Point labeling dataset excerpts
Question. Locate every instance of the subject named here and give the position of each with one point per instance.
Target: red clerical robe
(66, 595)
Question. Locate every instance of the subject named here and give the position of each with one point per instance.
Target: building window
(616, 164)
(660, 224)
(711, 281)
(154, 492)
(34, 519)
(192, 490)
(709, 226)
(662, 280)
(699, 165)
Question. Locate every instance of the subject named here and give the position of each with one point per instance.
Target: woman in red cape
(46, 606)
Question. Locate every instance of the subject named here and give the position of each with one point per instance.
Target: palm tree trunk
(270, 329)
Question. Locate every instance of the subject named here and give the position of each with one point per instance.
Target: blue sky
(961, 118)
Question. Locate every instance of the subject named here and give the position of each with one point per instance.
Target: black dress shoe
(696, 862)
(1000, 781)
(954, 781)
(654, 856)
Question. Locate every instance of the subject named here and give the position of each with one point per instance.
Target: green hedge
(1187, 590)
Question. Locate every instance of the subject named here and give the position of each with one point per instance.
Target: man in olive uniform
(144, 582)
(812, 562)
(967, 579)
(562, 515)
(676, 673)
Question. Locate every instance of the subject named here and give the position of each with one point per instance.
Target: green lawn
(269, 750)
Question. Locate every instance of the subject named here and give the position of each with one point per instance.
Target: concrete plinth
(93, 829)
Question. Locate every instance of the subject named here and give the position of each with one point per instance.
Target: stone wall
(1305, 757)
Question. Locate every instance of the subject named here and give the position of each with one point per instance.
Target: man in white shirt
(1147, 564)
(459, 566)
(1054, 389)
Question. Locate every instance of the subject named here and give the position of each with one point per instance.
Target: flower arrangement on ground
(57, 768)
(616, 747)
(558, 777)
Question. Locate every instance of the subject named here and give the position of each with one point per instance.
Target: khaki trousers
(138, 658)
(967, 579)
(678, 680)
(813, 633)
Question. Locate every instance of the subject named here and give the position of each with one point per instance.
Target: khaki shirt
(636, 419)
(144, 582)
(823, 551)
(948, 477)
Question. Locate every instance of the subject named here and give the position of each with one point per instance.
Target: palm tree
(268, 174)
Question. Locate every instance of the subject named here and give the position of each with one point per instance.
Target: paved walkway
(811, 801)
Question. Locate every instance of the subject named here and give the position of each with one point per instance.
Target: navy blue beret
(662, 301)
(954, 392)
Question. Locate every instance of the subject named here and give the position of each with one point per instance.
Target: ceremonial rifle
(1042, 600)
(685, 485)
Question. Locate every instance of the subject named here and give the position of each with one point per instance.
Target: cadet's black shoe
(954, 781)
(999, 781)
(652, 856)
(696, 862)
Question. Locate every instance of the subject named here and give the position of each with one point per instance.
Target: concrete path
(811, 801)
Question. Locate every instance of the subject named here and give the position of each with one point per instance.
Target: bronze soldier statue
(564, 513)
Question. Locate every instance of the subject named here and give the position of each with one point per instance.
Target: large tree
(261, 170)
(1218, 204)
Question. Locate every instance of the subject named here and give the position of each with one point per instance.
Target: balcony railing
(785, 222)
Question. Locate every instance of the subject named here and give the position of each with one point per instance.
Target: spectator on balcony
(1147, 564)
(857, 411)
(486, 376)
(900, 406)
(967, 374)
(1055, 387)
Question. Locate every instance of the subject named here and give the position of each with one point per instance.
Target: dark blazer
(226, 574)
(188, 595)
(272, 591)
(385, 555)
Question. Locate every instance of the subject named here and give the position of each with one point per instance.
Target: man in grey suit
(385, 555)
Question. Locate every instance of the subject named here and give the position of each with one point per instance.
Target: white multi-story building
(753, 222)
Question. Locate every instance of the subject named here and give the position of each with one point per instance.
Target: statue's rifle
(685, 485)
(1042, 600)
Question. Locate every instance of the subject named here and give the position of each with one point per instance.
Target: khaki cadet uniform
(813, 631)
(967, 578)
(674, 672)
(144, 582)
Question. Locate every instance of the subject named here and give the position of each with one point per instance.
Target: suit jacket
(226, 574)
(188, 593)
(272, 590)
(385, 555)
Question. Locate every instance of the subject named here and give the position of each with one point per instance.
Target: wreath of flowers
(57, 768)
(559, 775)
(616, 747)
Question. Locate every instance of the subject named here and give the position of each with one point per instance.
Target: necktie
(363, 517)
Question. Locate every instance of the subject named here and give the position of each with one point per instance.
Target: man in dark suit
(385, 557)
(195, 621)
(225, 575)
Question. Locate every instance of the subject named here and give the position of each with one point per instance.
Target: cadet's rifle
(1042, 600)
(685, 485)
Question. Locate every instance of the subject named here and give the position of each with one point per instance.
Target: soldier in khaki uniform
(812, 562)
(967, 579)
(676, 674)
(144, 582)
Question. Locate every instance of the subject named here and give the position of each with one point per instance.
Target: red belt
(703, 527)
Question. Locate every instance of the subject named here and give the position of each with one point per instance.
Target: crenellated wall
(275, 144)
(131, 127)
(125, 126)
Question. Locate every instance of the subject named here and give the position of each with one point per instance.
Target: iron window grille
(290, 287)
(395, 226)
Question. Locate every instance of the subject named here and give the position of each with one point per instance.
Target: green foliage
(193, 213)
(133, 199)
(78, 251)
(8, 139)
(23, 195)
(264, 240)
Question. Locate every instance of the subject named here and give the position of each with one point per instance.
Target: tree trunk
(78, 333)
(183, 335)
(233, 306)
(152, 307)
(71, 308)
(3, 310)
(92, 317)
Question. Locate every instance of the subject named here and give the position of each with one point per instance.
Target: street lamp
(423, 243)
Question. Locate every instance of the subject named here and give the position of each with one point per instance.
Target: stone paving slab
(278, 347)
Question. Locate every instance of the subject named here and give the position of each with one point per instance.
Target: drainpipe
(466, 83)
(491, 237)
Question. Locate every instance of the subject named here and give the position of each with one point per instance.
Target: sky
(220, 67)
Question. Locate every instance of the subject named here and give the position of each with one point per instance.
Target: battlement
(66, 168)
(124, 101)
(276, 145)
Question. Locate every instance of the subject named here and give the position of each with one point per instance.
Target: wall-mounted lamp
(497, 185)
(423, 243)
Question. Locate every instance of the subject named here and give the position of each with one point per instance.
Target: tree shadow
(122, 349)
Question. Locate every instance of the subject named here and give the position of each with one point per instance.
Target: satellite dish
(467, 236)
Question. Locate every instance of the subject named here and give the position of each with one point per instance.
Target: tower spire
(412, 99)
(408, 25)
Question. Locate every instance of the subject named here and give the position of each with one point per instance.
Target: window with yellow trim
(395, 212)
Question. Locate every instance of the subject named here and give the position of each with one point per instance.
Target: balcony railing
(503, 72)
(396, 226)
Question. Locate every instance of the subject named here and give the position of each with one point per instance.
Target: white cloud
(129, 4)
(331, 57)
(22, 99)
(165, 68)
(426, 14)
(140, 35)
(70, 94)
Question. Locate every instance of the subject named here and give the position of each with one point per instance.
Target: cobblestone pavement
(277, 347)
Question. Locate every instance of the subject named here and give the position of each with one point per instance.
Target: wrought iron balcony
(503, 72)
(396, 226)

**YOUR INSTRUCTIONS**
Exact output of every entry is required.

**WRITTEN RESPONSE**
Question. Locate every instance of the subject named here and give the position of each with one point per instance.
Target: red clerical robe
(66, 595)
Question. Locate every instance of the subject named here and give the position of each with one point per instance.
Target: building window
(616, 164)
(660, 224)
(711, 281)
(154, 492)
(34, 519)
(192, 490)
(709, 226)
(662, 280)
(699, 165)
Question. Locate every instance of the subject named here and give the position of each with one point per instance.
Target: woman in red cape
(46, 606)
Question. Locate every instance of the subject named here and give the position of each with one point per instance.
Target: palm tree trunk
(270, 329)
Question. Locate every instance of the subject named here and give the position of each with one point per instance.
Target: blue sky
(961, 118)
Question. Locate every instance of the subject named here and give the position of each with one point per instance.
Target: black dress shoe
(696, 862)
(1000, 781)
(954, 781)
(654, 856)
Question. Locate every instance of the subject named here and give the position of each with one point per instance.
Target: green hedge
(1187, 590)
Question. Locate every instance of the subject named here and give the position of each with one point per instance.
Target: man in olive uniform
(144, 582)
(812, 562)
(967, 579)
(562, 515)
(676, 673)
Question. Locate every instance of the subject named here and give the position of each with one point per instance.
Target: green lawn
(269, 750)
Question. Locate every instance of the subject named here and give the position of each with one point per instance.
Target: concrete plinth
(93, 829)
Question. Locate every instance of the subject named here and give the position of each with one point per instance.
Target: stone wall
(1305, 757)
Question. Locate every instance of the subject named here and give the position of each with one point per instance.
Target: man in white shirt
(1147, 564)
(459, 566)
(1054, 389)
Question. Locate every instance of the subject named here and give the position of each with one point per instance.
Target: flower arrangement on ground
(57, 768)
(616, 747)
(558, 777)
Question. Locate every instance of the subject named here and give the position of each with one point per instance.
Target: khaki trousers
(138, 658)
(967, 579)
(678, 680)
(813, 633)
Question. Locate every instance of the subject named here and give the position of each with one point per instance.
Target: khaki shirt
(636, 419)
(144, 582)
(823, 551)
(948, 477)
Question. Locate every instance of the subject named here and give the position of each with one point per instance.
Target: palm tree
(268, 174)
Question. Locate every instance of the subject named here and give the position of each with one point per instance.
Target: paved walkway
(811, 801)
Question. Locate every instance of the subject named here and give the position of each with one point per instance.
Target: navy blue beret
(662, 301)
(954, 392)
Question. Locate every instance of the subject named here and give the position of each with one point per instance.
Target: ceremonial rifle
(1042, 600)
(685, 485)
Question. Locate every instance of the subject named here and give the position of each with one point per instance.
Target: cadet's black shoe
(954, 781)
(999, 781)
(652, 856)
(696, 862)
Question. Locate every instance of the subject named here and give the position of each with one point per instance.
Target: concrete path
(811, 801)
Question. Locate every instance of the subject named here and give the position of each with one point per instance.
Target: bronze soldier statue
(564, 513)
Question. Locate every instance of the subject named here and give the position of each with one point per instance.
Target: large tree
(261, 170)
(1218, 204)
Question. Locate every instance of the subject named here and give the position of each with one point per instance.
Target: balcony railing
(785, 222)
Question. Locate every instance of the subject named here and give the position of each with one point per instance.
Target: spectator on balcony
(1147, 564)
(857, 411)
(486, 376)
(900, 406)
(967, 374)
(1055, 387)
Question. Locate every instance of the subject named here and give the position of each with one point per instance.
Target: dark blazer
(226, 574)
(188, 595)
(272, 591)
(385, 555)
Question. Locate every instance of the subject named here and give the position of each with one point per instance.
Target: man in grey suit
(385, 555)
Question. Locate every instance of the subject named here and give the position of each with one point per instance.
Target: white multi-story building
(753, 222)
Question. Locate every instance of the subject named here and give the position of each with one point per instance.
Target: statue's rifle
(685, 485)
(1042, 600)
Question. Locate every instance of the subject named here and give the position of each with one point per instance.
Target: khaki cadet uniform
(813, 631)
(967, 578)
(674, 672)
(144, 582)
Question. Locate every instance of the subject named here and give the position of each with one point per instance.
Target: suit jacket
(226, 574)
(188, 593)
(272, 590)
(385, 555)
Question. Locate every instance of the subject named here and give the position of each with one point per instance.
Target: wreath of flowers
(57, 768)
(559, 775)
(616, 747)
Question. Locate every instance of the subject named here and give the position of each with one point per instance.
Target: necktie
(363, 517)
Question. Locate every instance of the subject named here and give the position of each with one point per instance.
Target: man in dark suit
(385, 557)
(195, 621)
(225, 575)
Question. Locate every instance of the subject named here and give the position of each with one point per instance.
Target: cadet's rifle
(1042, 600)
(685, 485)
Question. Locate every instance of the subject named here and give the position of each with one point per instance.
Target: soldier in khaki uniform
(812, 562)
(967, 579)
(676, 674)
(144, 582)
Question. Locate every instance of the subject named here and give the position of each with one point per instance.
Target: red belt
(703, 527)
Question. Locate every instance of the subject named here and give the position of each with one point per instance.
Target: crenellated wall
(275, 144)
(131, 127)
(125, 126)
Question. Locate every instance of the subject named here and give the position of each with one point per instance.
Target: iron window grille
(290, 287)
(395, 226)
Question. Locate every instance of the subject named here and give the position of each with one point per instance.
Target: green foliage
(193, 213)
(133, 199)
(78, 251)
(8, 139)
(23, 195)
(264, 240)
Question. Locate every instance of the subject named here and give the position of each with one point per instance.
Target: tree trunk
(78, 333)
(183, 335)
(233, 306)
(152, 307)
(71, 308)
(3, 310)
(92, 317)
Question. Locate every instance of the subject named here and give the position of each with one point per instance.
Target: street lamp
(423, 243)
Question. Locate every instance of the subject named here and give the position of each with one point per instance.
Target: stone paving slab
(278, 347)
Question. Locate every instance of the subject named here and give the position of each with one point per instance.
Target: drainpipe
(466, 83)
(491, 237)
Question. Locate every instance of the subject named here and give the position of each with one point per instance.
Target: sky
(220, 67)
Question. Locate every instance of the subject named here and give the position of each with one point per instance.
Target: battlement
(66, 168)
(124, 101)
(276, 145)
Question. Locate every instance of the subject named here and give the position of each with one point per instance.
Target: wall-mounted lamp
(497, 185)
(423, 243)
Question. Locate every instance of the subject named here and give the position of each with one point per instance.
Target: tree shadow
(122, 349)
Question. Locate every instance of the subject named here and give the position of each with one point per instance.
Target: satellite dish
(467, 236)
Question. Locate every instance of the subject named here and give the position of each with one point per instance.
Target: tower spire
(412, 99)
(408, 25)
Question. Locate every instance of the subject named here and give the position of each with one point per instance.
Target: window with yellow trim
(395, 212)
Question. Locate every instance of the subject named here and give the position of each with one point per instance.
Target: balcony railing
(503, 72)
(396, 226)
Question. Locate every instance of the subject named here and give the position of each with one point per instance.
Target: white cloud
(129, 4)
(331, 57)
(22, 99)
(165, 68)
(426, 14)
(140, 35)
(70, 94)
Question. Locate every instance of the subject named here and give the position of each with one point per instance.
Target: cobblestone pavement
(277, 347)
Question. Locate every instance of the subject named here and give the position of each with one point per instance.
Target: wrought iron balcony
(503, 72)
(396, 226)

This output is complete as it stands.